■ **TASK PROMPT**:
In the records below, pick out all lines containing the word "person".

■ **DATA**:
__________________________________________________

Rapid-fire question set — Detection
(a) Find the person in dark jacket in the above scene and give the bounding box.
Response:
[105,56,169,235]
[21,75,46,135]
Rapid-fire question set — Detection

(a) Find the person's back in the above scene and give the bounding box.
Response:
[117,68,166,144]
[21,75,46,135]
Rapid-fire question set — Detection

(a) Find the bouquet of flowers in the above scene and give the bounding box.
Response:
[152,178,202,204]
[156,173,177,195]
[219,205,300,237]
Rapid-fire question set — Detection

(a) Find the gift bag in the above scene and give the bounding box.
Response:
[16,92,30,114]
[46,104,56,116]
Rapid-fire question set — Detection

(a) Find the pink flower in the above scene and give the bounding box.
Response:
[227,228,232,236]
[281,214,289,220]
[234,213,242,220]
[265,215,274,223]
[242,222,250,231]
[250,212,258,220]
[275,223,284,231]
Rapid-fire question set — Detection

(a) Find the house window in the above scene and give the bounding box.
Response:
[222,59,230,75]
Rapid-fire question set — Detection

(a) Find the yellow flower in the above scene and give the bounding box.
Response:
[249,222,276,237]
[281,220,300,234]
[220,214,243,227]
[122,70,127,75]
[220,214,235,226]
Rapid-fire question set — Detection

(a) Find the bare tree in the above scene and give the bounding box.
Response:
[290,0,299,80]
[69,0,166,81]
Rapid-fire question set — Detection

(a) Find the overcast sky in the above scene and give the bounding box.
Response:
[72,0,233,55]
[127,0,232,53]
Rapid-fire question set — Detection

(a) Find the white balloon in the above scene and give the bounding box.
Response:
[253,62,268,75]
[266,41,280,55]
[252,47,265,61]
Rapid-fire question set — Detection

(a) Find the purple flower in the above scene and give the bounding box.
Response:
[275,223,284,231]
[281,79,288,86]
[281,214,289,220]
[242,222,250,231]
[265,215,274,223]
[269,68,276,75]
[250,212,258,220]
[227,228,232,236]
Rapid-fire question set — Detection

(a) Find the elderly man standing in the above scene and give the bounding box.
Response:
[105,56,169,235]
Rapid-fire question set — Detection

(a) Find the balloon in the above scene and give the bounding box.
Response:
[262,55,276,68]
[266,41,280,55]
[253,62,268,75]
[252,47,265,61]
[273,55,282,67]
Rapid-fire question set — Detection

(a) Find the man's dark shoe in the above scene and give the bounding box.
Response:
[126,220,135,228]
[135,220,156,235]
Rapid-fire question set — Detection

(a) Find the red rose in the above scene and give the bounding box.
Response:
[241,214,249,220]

__________________________________________________

■ **EXPECTED ANSWER**:
(a) Find the person in dark jacket in the above scene and give the bounding box.
(a) Find the person's back in the above scene and give the bounding box.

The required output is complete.